_REQUEST_:
Reproduce everything in the SWOT data notebook below from "ax.set_global()" down to "#ds.ssh_karin.plot()", copying it word for word.

_PAGE_:
============
It's time to find our data! Below we are using a 'glob' to find file names matching a pattern. Here, we want any files matching the pattern used below, this equates, in science, terms, to Cycle 001 and the first 10 passes. This information can be gleaned form product description documents. Another way of finding specific data files would be to search on cycle/pass from CMR and use the S3 links provided in the resulting metadata directly instead of doing a glob (essentially an 'ls').

In [None]:
s3path = 's3://podaac-ops-cumulus-protected/SWOT_SIMULATED_L2_KARIN_SSH_GLORYS_SCIENCE_V1/SWOT_L2_LR_SSH_Expert_001_00*.nc'
remote_files = s3.glob(s3path)

In [None]:
remote_files

# Traditional Access - get these files from S3 and store them on your running instance

Here we will leverage the speed of transfering data within the cloud to our running instance (this notebook!). We will download 10 files into the 'DEMO_FILES' directory to show you cloud and traditional access.

In [None]:
%%time
for f in remote_files:
    s3.download(f, "DEMO_FILES/" + os.path.basename(f))

In [None]:
%%time
ds = xr.open_mfdataset("DEMO_FILES/*.nc", combine='nested', concat_dim="num_lines", decode_times=False)

In [None]:
ds.ssh_karin

Now let's plot these 10 files in a chosen projection.

In [None]:
plt.figure(figsize=(21, 12))
ax = plt.axes(projection=ccrs.PlateCarree())
ax.set_global()
ds.ssh_karin.plot.pcolormesh(
 ax=ax, transform=ccrs.PlateCarree(), x="longitude", y="latitude", add_colorbar=False
)
ax.coastlines()

#ds.ssh_karin.plot()
============
_RECORD SET_:

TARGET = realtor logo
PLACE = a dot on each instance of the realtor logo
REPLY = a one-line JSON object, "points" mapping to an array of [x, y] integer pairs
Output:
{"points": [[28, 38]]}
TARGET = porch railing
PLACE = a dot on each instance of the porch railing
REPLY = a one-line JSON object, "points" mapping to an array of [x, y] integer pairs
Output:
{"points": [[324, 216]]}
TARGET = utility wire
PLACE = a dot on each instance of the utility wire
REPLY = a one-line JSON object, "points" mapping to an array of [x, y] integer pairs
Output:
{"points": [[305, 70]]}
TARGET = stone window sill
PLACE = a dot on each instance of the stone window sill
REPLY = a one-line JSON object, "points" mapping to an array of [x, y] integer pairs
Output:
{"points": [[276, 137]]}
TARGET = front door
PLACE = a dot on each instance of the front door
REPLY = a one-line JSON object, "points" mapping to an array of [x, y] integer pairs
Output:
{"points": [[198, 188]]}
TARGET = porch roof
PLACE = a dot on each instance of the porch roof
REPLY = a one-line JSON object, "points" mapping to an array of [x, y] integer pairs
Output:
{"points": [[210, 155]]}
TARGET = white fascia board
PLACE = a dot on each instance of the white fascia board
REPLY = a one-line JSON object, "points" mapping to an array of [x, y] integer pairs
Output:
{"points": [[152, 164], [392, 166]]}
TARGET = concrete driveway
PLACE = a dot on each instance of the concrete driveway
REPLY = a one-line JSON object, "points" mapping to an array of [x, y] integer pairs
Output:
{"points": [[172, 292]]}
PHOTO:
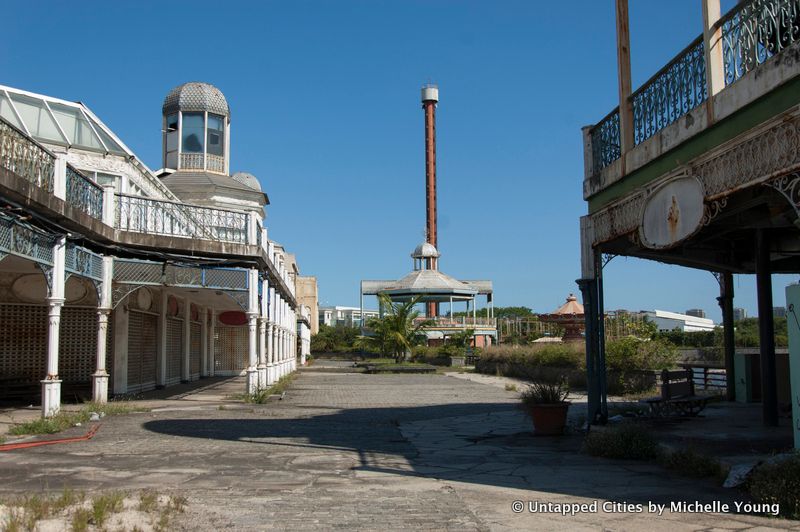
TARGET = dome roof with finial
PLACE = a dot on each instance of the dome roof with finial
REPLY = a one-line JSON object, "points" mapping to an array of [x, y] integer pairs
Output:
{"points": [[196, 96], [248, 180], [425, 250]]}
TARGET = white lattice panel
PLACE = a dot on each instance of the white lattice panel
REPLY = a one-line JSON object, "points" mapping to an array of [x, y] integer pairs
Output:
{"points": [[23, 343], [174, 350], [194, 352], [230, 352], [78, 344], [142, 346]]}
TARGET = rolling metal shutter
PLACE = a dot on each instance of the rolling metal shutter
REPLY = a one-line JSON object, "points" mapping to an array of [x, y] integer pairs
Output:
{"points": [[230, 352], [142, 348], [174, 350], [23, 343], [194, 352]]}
============
_EXERCISE RESPONSE_:
ax.set_global()
ds.ssh_karin.plot.pcolormesh(
 ax=ax, transform=ccrs.PlateCarree(), x="longitude", y="latitude", add_colorbar=False
)
ax.coastlines()

#ds.ssh_karin.plot()